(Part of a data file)
.....
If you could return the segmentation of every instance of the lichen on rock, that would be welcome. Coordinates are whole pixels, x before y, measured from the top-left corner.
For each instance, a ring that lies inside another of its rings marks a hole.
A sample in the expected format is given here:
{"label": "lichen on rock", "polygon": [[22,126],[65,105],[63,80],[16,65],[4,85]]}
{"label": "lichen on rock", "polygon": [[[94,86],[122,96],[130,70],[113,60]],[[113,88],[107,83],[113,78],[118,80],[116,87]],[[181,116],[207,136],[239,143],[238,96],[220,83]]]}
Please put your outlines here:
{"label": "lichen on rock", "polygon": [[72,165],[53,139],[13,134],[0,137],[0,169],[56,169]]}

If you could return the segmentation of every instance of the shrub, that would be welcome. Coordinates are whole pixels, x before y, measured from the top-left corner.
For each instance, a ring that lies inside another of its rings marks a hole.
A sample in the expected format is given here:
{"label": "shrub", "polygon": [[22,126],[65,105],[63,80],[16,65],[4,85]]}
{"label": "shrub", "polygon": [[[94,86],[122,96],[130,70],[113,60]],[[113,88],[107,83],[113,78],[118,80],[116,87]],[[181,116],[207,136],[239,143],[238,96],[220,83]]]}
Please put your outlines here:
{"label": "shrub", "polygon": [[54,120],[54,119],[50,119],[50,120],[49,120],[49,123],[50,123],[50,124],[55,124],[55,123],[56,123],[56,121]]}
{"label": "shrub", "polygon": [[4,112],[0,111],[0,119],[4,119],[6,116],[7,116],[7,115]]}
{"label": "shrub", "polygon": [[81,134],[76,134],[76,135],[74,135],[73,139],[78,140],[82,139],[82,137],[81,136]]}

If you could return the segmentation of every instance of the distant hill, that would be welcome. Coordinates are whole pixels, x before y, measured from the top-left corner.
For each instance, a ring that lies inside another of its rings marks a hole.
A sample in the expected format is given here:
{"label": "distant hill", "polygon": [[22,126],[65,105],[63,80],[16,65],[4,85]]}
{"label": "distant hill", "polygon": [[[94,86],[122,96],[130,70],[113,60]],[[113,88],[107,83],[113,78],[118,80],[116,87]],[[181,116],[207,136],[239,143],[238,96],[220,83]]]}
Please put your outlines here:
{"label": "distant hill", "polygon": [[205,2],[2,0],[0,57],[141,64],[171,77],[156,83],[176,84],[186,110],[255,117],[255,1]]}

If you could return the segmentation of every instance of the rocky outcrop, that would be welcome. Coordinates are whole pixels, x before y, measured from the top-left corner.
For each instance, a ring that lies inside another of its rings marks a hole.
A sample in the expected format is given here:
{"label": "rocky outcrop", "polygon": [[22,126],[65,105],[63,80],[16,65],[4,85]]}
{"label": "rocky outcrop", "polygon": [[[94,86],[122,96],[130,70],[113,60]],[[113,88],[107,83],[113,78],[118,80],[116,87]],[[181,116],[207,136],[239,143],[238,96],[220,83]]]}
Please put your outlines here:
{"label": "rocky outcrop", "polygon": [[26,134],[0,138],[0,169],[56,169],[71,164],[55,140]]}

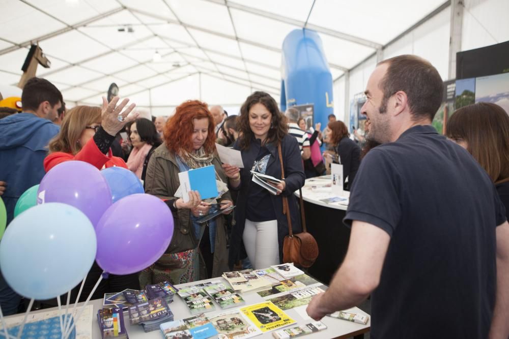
.....
* Exercise: Copy the stretch of the records above, from the line containing "of the rocky" through the end of the records, word for word. Leave the pictures out of your answer.

* Answer to the exercise:
If you could return the segmentation of every instance of the rocky outcrop, that would be welcome. Coordinates are whole pixels, x before y, measured from the top-left corner.
For each instance, a ring that lies inside another of its rings marks a hole.
A sample in the expected format is given here:
{"label": "rocky outcrop", "polygon": [[22,126],[65,105],[63,80],[16,65],[4,85]]}
{"label": "rocky outcrop", "polygon": [[[94,86],[122,96],[130,70],[113,60]],[[113,88],[107,83],[113,78],[118,80],[116,87]],[[181,116],[207,136],[239,143],[238,96],[220,83]]]}
Please put your outlines here:
{"label": "rocky outcrop", "polygon": [[26,134],[0,138],[0,169],[56,169],[71,164],[55,140]]}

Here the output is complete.